**Requirements:** Select every line of the records that contains the string "pumpkin" and copy those lines out.

**Input for this task:**
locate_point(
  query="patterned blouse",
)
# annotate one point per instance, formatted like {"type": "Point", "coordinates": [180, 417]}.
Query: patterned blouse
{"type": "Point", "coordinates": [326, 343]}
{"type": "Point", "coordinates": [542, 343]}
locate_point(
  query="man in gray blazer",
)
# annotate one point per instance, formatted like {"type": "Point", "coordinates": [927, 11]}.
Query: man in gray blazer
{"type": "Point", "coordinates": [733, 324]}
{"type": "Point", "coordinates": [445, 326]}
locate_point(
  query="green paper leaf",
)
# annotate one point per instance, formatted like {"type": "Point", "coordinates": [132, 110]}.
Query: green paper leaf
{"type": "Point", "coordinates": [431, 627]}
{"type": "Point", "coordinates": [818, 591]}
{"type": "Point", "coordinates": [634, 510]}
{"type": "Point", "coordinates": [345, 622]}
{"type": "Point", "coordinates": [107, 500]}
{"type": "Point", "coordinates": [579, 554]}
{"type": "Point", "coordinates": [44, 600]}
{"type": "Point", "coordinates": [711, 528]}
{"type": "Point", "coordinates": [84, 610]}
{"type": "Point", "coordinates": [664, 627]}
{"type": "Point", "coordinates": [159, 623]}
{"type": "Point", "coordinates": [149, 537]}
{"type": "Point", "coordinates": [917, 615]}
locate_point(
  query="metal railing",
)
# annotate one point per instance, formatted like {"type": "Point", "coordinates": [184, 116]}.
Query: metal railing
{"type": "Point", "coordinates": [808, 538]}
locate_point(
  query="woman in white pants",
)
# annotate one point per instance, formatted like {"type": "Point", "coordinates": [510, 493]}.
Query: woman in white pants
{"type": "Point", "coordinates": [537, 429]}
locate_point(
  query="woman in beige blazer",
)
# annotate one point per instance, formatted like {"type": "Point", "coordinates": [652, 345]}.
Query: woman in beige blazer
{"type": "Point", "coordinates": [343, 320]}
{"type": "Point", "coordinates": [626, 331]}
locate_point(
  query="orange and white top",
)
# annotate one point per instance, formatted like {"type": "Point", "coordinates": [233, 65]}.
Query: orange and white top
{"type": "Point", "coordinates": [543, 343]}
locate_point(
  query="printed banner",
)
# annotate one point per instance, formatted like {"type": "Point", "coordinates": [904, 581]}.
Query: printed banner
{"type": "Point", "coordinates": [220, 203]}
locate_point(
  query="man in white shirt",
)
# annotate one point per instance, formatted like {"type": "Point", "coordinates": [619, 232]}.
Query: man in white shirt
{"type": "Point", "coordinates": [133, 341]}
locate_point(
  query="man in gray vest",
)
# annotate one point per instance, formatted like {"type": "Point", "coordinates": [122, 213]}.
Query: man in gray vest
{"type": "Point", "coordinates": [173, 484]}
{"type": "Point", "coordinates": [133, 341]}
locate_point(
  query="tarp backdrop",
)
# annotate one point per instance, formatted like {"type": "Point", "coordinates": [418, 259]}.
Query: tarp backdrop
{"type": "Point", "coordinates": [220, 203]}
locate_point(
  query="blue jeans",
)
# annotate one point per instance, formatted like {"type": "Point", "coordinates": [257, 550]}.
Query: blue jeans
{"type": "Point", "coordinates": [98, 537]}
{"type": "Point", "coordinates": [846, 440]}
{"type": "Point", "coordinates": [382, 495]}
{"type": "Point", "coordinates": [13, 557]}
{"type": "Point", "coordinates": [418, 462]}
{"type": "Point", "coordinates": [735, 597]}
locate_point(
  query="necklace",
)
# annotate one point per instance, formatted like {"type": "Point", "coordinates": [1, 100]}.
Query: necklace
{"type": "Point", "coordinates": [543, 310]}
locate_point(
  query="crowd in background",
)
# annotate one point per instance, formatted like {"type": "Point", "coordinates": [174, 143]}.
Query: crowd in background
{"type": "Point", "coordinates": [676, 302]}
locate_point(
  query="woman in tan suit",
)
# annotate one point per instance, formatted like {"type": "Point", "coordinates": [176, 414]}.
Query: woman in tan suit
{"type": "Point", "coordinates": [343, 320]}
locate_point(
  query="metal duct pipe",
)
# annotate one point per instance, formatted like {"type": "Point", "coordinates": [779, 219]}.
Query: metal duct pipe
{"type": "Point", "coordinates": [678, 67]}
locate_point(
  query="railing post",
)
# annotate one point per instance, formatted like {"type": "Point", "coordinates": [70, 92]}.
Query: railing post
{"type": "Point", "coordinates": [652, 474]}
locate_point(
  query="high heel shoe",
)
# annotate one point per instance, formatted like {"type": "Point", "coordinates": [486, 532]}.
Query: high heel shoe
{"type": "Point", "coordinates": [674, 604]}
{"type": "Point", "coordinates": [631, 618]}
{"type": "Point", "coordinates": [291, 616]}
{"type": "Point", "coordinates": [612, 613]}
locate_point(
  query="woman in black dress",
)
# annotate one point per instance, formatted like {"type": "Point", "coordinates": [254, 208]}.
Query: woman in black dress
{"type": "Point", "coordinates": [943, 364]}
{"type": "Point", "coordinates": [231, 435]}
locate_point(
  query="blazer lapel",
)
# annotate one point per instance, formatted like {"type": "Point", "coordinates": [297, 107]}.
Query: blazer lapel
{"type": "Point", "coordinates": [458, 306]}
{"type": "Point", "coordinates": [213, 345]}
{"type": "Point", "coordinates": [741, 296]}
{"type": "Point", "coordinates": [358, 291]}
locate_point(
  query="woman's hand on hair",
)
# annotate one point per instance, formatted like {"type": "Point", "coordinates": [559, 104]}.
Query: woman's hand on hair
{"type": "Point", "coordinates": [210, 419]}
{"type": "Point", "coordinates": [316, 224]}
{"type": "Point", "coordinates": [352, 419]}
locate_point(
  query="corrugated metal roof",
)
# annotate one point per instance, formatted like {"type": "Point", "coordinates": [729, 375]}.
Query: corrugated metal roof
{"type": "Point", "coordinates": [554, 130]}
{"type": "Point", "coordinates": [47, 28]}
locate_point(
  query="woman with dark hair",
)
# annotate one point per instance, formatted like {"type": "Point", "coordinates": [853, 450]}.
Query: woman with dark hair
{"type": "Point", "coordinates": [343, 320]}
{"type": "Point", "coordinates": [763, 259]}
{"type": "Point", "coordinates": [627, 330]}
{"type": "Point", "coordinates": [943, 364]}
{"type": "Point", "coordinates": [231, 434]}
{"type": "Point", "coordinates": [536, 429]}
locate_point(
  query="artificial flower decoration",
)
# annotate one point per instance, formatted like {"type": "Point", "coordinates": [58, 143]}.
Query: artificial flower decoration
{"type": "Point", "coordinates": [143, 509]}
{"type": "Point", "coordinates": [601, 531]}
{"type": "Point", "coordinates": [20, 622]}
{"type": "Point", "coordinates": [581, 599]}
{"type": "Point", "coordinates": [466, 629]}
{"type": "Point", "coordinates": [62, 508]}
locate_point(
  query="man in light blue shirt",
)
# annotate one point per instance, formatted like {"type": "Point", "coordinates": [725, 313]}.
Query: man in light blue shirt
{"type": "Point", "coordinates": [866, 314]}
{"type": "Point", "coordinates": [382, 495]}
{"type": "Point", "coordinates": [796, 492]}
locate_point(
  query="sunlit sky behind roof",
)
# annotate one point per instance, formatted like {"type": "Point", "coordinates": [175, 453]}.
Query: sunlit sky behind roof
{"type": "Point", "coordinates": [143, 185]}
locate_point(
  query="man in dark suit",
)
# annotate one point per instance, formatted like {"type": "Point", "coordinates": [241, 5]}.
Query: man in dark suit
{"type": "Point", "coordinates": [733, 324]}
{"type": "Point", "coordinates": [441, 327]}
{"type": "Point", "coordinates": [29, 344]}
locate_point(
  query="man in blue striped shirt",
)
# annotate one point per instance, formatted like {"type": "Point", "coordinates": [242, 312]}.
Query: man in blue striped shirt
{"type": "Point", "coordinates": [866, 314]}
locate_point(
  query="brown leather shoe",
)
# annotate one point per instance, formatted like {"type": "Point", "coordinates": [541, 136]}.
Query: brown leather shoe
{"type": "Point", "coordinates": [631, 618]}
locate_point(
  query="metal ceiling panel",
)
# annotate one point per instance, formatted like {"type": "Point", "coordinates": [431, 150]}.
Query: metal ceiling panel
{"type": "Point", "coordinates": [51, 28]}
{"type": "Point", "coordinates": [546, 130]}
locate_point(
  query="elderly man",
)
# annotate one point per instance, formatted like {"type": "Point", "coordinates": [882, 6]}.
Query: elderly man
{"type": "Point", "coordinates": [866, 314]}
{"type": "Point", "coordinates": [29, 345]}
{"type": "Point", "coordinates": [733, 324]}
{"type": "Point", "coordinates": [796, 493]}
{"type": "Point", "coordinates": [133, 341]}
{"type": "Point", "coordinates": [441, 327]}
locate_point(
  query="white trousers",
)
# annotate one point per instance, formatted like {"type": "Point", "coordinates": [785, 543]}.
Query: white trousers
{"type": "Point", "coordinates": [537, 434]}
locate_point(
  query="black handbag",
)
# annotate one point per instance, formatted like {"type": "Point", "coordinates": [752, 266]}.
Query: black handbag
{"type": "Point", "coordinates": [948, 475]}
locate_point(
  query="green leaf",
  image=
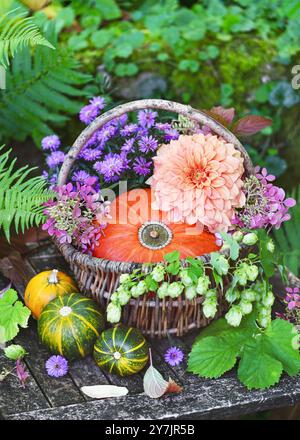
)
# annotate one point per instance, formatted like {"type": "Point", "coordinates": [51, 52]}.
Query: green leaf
{"type": "Point", "coordinates": [14, 352]}
{"type": "Point", "coordinates": [109, 9]}
{"type": "Point", "coordinates": [233, 245]}
{"type": "Point", "coordinates": [172, 256]}
{"type": "Point", "coordinates": [12, 314]}
{"type": "Point", "coordinates": [257, 369]}
{"type": "Point", "coordinates": [213, 356]}
{"type": "Point", "coordinates": [17, 31]}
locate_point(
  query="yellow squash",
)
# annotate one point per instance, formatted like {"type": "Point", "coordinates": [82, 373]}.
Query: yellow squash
{"type": "Point", "coordinates": [45, 287]}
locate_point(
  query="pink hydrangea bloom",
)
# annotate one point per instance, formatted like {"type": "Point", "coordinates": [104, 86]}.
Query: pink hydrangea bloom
{"type": "Point", "coordinates": [198, 179]}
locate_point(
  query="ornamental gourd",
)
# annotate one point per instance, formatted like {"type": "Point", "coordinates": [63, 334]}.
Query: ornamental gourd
{"type": "Point", "coordinates": [139, 234]}
{"type": "Point", "coordinates": [121, 350]}
{"type": "Point", "coordinates": [70, 324]}
{"type": "Point", "coordinates": [46, 286]}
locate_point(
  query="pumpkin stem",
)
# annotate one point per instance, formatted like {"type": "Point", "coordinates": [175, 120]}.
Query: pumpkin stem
{"type": "Point", "coordinates": [53, 279]}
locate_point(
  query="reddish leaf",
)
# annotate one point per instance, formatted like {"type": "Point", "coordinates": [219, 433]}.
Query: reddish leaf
{"type": "Point", "coordinates": [227, 114]}
{"type": "Point", "coordinates": [250, 125]}
{"type": "Point", "coordinates": [173, 387]}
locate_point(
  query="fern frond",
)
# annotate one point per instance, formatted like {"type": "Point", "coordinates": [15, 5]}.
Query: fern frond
{"type": "Point", "coordinates": [42, 89]}
{"type": "Point", "coordinates": [287, 237]}
{"type": "Point", "coordinates": [16, 32]}
{"type": "Point", "coordinates": [21, 199]}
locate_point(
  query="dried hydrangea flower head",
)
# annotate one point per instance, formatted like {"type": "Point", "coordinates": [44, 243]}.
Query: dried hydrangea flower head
{"type": "Point", "coordinates": [198, 180]}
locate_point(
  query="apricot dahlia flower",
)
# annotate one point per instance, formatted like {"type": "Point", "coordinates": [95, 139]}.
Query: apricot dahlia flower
{"type": "Point", "coordinates": [197, 180]}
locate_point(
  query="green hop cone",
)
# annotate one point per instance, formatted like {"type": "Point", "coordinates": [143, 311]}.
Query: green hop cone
{"type": "Point", "coordinates": [271, 246]}
{"type": "Point", "coordinates": [250, 239]}
{"type": "Point", "coordinates": [249, 295]}
{"type": "Point", "coordinates": [162, 291]}
{"type": "Point", "coordinates": [210, 307]}
{"type": "Point", "coordinates": [240, 274]}
{"type": "Point", "coordinates": [252, 272]}
{"type": "Point", "coordinates": [202, 285]}
{"type": "Point", "coordinates": [268, 299]}
{"type": "Point", "coordinates": [185, 278]}
{"type": "Point", "coordinates": [175, 289]}
{"type": "Point", "coordinates": [234, 316]}
{"type": "Point", "coordinates": [190, 292]}
{"type": "Point", "coordinates": [113, 313]}
{"type": "Point", "coordinates": [246, 307]}
{"type": "Point", "coordinates": [124, 297]}
{"type": "Point", "coordinates": [125, 278]}
{"type": "Point", "coordinates": [158, 273]}
{"type": "Point", "coordinates": [237, 236]}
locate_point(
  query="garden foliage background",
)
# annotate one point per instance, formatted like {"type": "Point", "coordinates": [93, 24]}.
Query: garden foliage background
{"type": "Point", "coordinates": [206, 53]}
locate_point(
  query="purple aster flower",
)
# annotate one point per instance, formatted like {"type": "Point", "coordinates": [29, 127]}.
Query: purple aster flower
{"type": "Point", "coordinates": [129, 130]}
{"type": "Point", "coordinates": [147, 118]}
{"type": "Point", "coordinates": [90, 154]}
{"type": "Point", "coordinates": [128, 146]}
{"type": "Point", "coordinates": [147, 144]}
{"type": "Point", "coordinates": [57, 366]}
{"type": "Point", "coordinates": [80, 176]}
{"type": "Point", "coordinates": [263, 176]}
{"type": "Point", "coordinates": [88, 114]}
{"type": "Point", "coordinates": [163, 126]}
{"type": "Point", "coordinates": [51, 143]}
{"type": "Point", "coordinates": [111, 167]}
{"type": "Point", "coordinates": [21, 372]}
{"type": "Point", "coordinates": [171, 134]}
{"type": "Point", "coordinates": [174, 356]}
{"type": "Point", "coordinates": [98, 102]}
{"type": "Point", "coordinates": [55, 159]}
{"type": "Point", "coordinates": [141, 166]}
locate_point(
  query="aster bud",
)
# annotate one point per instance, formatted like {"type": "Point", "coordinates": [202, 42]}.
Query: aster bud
{"type": "Point", "coordinates": [124, 278]}
{"type": "Point", "coordinates": [162, 291]}
{"type": "Point", "coordinates": [271, 246]}
{"type": "Point", "coordinates": [158, 273]}
{"type": "Point", "coordinates": [175, 289]}
{"type": "Point", "coordinates": [234, 316]}
{"type": "Point", "coordinates": [252, 272]}
{"type": "Point", "coordinates": [237, 236]}
{"type": "Point", "coordinates": [250, 239]}
{"type": "Point", "coordinates": [185, 278]}
{"type": "Point", "coordinates": [190, 292]}
{"type": "Point", "coordinates": [268, 299]}
{"type": "Point", "coordinates": [203, 284]}
{"type": "Point", "coordinates": [113, 313]}
{"type": "Point", "coordinates": [210, 308]}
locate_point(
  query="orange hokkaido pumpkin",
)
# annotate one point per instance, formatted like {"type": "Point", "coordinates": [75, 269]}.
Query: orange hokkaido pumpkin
{"type": "Point", "coordinates": [46, 286]}
{"type": "Point", "coordinates": [136, 233]}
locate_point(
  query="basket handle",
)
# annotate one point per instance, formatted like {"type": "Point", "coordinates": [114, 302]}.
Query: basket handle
{"type": "Point", "coordinates": [158, 104]}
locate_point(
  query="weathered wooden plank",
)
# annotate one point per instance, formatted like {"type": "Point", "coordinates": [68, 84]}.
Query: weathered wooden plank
{"type": "Point", "coordinates": [14, 398]}
{"type": "Point", "coordinates": [216, 399]}
{"type": "Point", "coordinates": [59, 391]}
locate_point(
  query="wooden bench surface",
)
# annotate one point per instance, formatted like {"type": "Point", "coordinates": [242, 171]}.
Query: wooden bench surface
{"type": "Point", "coordinates": [48, 398]}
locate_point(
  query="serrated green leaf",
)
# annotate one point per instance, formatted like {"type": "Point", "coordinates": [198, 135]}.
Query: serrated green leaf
{"type": "Point", "coordinates": [14, 352]}
{"type": "Point", "coordinates": [257, 369]}
{"type": "Point", "coordinates": [213, 356]}
{"type": "Point", "coordinates": [12, 314]}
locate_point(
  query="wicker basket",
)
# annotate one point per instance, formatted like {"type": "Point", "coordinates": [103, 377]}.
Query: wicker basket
{"type": "Point", "coordinates": [99, 278]}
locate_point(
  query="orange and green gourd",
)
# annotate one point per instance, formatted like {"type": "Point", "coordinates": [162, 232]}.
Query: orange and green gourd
{"type": "Point", "coordinates": [69, 325]}
{"type": "Point", "coordinates": [139, 234]}
{"type": "Point", "coordinates": [46, 286]}
{"type": "Point", "coordinates": [121, 350]}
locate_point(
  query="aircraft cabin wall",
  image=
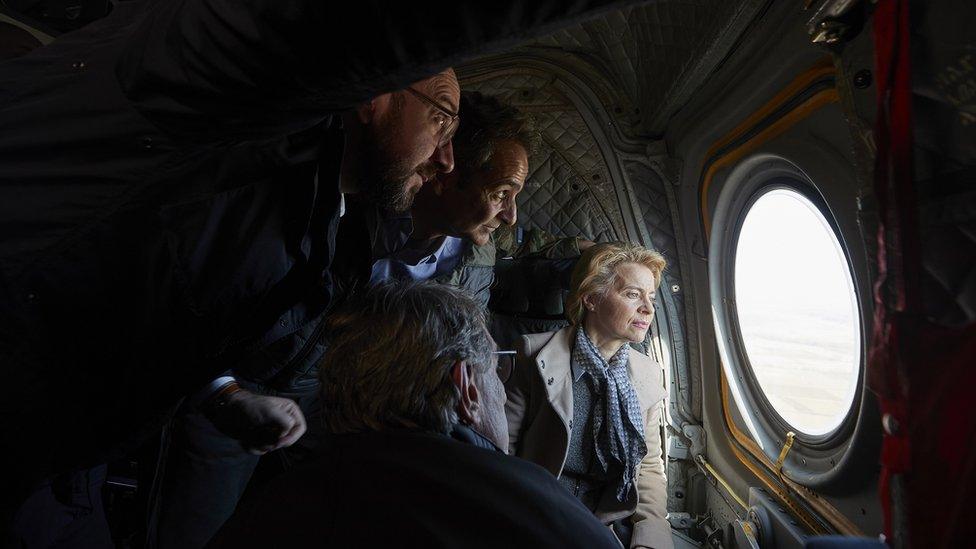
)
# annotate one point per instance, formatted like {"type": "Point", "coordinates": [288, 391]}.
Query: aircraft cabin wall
{"type": "Point", "coordinates": [758, 108]}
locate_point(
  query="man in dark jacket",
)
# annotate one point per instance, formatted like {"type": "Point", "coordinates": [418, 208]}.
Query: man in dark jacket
{"type": "Point", "coordinates": [169, 197]}
{"type": "Point", "coordinates": [405, 366]}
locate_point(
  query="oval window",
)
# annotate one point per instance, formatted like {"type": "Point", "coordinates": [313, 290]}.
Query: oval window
{"type": "Point", "coordinates": [797, 311]}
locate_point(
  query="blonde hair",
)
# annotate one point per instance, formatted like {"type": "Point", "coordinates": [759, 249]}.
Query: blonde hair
{"type": "Point", "coordinates": [597, 269]}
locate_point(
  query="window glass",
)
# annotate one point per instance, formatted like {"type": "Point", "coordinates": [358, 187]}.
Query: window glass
{"type": "Point", "coordinates": [797, 311]}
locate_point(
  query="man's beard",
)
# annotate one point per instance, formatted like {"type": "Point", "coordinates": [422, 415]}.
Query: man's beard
{"type": "Point", "coordinates": [385, 176]}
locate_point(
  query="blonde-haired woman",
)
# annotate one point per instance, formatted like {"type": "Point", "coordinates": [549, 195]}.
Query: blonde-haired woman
{"type": "Point", "coordinates": [587, 407]}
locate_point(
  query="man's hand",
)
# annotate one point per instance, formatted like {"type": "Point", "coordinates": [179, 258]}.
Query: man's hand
{"type": "Point", "coordinates": [261, 423]}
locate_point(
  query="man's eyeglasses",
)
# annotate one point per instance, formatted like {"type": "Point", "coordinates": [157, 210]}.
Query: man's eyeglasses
{"type": "Point", "coordinates": [447, 121]}
{"type": "Point", "coordinates": [506, 364]}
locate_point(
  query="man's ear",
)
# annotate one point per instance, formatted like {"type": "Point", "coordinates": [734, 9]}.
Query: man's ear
{"type": "Point", "coordinates": [365, 112]}
{"type": "Point", "coordinates": [469, 406]}
{"type": "Point", "coordinates": [443, 181]}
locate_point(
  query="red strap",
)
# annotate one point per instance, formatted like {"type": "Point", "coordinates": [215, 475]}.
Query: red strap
{"type": "Point", "coordinates": [895, 191]}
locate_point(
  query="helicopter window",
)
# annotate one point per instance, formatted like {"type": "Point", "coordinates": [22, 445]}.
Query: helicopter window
{"type": "Point", "coordinates": [796, 310]}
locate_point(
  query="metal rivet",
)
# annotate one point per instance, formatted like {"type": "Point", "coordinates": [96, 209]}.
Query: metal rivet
{"type": "Point", "coordinates": [890, 424]}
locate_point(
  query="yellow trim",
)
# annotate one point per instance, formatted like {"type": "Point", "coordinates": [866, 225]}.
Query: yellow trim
{"type": "Point", "coordinates": [718, 478]}
{"type": "Point", "coordinates": [745, 449]}
{"type": "Point", "coordinates": [787, 446]}
{"type": "Point", "coordinates": [803, 110]}
{"type": "Point", "coordinates": [823, 508]}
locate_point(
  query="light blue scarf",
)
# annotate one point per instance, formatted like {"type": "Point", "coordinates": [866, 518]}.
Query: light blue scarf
{"type": "Point", "coordinates": [618, 428]}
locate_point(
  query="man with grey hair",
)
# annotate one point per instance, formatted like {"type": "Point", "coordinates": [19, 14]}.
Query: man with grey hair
{"type": "Point", "coordinates": [406, 364]}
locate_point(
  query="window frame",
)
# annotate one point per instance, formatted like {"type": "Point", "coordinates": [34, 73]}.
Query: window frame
{"type": "Point", "coordinates": [822, 462]}
{"type": "Point", "coordinates": [781, 425]}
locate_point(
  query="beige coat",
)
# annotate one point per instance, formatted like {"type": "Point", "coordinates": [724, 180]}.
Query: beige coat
{"type": "Point", "coordinates": [539, 410]}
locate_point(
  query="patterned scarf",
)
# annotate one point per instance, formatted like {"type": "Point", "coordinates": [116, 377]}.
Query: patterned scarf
{"type": "Point", "coordinates": [618, 428]}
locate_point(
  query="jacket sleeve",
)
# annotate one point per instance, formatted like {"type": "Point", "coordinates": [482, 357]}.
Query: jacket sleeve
{"type": "Point", "coordinates": [518, 390]}
{"type": "Point", "coordinates": [651, 526]}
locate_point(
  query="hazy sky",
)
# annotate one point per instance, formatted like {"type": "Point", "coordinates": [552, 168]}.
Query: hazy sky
{"type": "Point", "coordinates": [797, 311]}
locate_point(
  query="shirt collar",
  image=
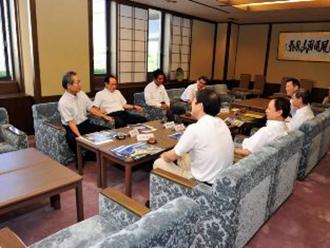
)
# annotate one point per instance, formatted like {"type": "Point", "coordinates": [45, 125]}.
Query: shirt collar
{"type": "Point", "coordinates": [273, 123]}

**Result:**
  query="pumpkin stem",
Query: pumpkin stem
  query="orange hokkaido pumpkin",
Query: orange hokkaido pumpkin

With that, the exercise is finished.